Task details: Copy only the lines from the one containing "target | black trousers" through the final line of the records below, exactly as written, with no pictures.

Source data:
◆ ◆ ◆

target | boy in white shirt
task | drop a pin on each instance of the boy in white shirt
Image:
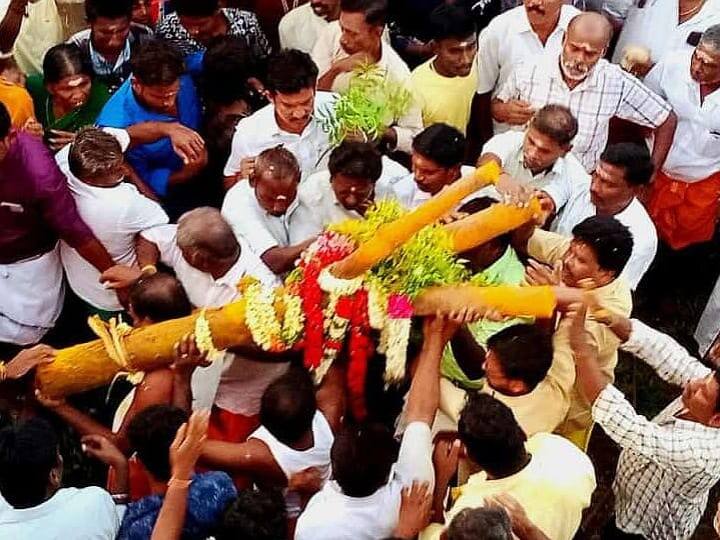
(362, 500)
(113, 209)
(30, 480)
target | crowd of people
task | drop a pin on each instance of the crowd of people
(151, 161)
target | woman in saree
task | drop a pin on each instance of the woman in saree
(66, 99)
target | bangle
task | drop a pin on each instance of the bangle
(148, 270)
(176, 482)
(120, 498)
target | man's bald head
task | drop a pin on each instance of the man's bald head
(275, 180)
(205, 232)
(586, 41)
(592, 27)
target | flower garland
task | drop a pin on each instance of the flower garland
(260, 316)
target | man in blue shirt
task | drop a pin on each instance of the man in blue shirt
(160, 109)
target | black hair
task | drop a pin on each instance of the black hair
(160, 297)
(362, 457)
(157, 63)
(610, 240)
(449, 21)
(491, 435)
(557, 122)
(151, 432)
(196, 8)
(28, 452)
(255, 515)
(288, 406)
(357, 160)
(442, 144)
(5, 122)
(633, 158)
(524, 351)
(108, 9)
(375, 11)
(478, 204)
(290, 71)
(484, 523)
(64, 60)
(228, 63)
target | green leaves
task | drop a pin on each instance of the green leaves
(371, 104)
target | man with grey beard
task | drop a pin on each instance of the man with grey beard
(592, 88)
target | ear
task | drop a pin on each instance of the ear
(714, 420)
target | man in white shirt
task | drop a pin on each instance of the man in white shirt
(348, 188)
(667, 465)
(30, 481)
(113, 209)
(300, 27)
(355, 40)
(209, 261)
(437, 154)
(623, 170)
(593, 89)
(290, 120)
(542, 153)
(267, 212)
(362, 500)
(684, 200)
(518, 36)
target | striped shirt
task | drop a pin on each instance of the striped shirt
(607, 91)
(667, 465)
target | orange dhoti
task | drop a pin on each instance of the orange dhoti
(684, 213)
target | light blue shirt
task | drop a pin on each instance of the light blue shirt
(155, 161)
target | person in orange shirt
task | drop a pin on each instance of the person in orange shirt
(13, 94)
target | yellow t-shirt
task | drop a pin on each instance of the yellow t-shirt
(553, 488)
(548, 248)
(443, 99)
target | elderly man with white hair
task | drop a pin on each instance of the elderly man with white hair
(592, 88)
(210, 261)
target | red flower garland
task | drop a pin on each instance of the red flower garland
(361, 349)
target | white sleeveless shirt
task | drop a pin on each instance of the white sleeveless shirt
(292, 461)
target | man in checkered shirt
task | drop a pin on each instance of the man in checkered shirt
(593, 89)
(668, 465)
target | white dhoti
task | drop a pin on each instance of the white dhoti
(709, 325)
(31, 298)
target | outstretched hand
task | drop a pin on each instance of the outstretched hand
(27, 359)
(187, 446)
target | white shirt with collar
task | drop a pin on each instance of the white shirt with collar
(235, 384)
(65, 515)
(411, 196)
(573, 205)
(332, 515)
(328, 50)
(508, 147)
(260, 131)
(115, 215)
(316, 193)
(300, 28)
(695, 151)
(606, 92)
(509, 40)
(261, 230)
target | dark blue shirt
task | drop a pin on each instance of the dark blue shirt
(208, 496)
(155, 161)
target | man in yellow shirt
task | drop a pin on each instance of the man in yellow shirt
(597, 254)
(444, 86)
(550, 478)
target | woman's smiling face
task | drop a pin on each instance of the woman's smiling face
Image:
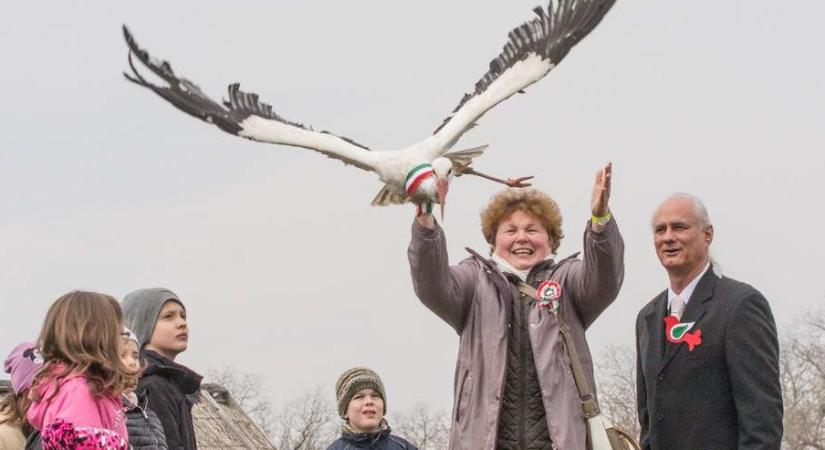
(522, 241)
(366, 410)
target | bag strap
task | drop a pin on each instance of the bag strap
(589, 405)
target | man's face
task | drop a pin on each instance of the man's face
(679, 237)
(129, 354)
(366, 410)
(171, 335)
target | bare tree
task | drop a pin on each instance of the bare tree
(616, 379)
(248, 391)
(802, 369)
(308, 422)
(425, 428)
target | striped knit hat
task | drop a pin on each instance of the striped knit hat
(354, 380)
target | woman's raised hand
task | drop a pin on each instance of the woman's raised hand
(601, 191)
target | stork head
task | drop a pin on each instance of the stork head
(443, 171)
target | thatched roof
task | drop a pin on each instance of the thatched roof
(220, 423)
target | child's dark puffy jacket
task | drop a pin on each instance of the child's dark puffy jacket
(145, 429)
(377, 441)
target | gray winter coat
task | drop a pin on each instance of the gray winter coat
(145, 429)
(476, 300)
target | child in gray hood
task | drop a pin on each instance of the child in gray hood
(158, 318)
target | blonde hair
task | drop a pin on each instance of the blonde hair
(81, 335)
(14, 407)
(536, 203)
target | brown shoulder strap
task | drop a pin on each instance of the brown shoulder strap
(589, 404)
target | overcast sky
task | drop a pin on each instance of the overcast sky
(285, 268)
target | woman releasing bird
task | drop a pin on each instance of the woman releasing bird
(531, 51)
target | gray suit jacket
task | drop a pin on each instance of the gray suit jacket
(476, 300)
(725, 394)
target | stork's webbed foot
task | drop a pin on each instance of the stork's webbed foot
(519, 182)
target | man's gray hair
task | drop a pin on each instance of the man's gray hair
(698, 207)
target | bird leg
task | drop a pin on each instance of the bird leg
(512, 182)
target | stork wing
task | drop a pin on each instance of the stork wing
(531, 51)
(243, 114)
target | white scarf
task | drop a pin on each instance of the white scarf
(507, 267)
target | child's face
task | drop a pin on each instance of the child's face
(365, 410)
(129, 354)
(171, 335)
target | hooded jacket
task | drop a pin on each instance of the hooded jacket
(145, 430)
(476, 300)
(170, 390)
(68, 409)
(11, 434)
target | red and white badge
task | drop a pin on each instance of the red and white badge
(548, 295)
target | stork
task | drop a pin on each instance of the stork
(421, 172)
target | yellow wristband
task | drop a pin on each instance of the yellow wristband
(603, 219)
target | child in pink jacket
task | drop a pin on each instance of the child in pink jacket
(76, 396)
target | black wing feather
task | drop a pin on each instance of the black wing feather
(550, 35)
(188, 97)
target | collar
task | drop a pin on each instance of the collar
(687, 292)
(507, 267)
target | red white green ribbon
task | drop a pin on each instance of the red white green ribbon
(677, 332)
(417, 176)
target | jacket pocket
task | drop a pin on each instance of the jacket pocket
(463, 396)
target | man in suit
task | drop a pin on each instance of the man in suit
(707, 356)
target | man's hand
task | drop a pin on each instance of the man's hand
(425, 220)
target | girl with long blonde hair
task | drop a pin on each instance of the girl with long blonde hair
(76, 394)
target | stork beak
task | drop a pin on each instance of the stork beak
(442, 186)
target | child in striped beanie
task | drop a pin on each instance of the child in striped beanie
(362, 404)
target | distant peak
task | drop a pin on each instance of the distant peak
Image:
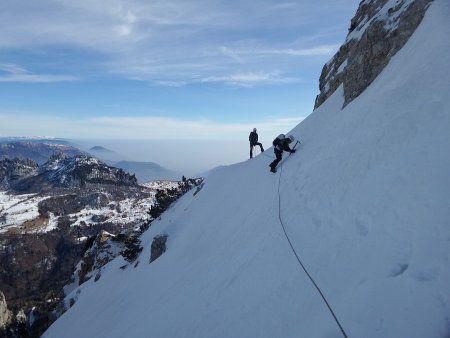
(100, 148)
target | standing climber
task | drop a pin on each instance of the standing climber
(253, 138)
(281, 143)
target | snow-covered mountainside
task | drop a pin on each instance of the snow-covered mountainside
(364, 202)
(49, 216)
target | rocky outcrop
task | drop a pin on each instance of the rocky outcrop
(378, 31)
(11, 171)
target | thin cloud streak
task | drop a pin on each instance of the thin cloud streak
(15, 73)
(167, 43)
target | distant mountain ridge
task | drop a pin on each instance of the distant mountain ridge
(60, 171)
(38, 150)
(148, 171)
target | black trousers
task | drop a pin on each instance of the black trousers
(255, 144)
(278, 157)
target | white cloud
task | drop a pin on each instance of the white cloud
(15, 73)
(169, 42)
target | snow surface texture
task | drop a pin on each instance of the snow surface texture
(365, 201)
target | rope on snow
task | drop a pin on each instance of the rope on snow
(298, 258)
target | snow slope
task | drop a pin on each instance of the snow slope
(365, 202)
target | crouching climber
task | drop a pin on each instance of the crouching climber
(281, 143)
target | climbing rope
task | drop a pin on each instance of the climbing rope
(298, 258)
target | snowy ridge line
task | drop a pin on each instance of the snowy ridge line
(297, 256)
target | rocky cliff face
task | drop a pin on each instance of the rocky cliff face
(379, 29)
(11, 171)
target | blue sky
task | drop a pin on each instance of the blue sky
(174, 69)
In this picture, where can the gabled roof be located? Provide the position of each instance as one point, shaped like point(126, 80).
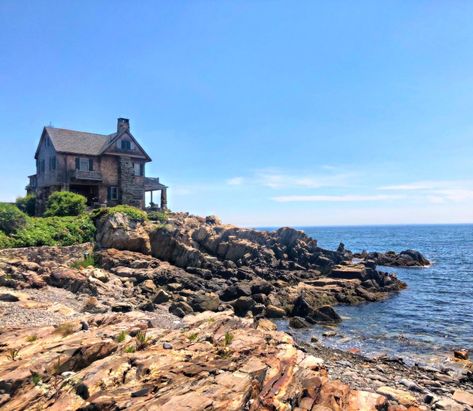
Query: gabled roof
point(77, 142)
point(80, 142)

◆ ◆ ◆

Finished task:
target | black trousers
task | drop a pin on each instance of the black trousers
(255, 144)
(278, 157)
target | white cloud
task | drop a pin on each instance of the white cloud
(15, 73)
(169, 42)
target | snow surface texture
task | drop a pin on each instance of the snow surface texture
(365, 201)
target | rope on snow
task | drop a pin on each instance of the rope on snow
(298, 258)
target | snow slope
task | drop a pin on each instance of the snow slope
(365, 202)
target | crouching climber
task | drop a pin on each instance of the crouching climber
(281, 143)
target | climbing rope
task | drop a pin on each instance of the climbing rope
(298, 258)
target | snowy ridge line
task | drop a pin on each instance of the snowy ridge line
(297, 256)
target | rocky cliff face
task | drop a pin on each instance of the rocky cliff face
(379, 29)
(11, 171)
target | blue sky
task | drop a pin on each instance of the blue sky
(174, 69)
In this picture, where can the gabled roof be located? Provide the position of each instance as one point, shaped like point(126, 80).
Query: gabled roof
point(77, 142)
point(80, 142)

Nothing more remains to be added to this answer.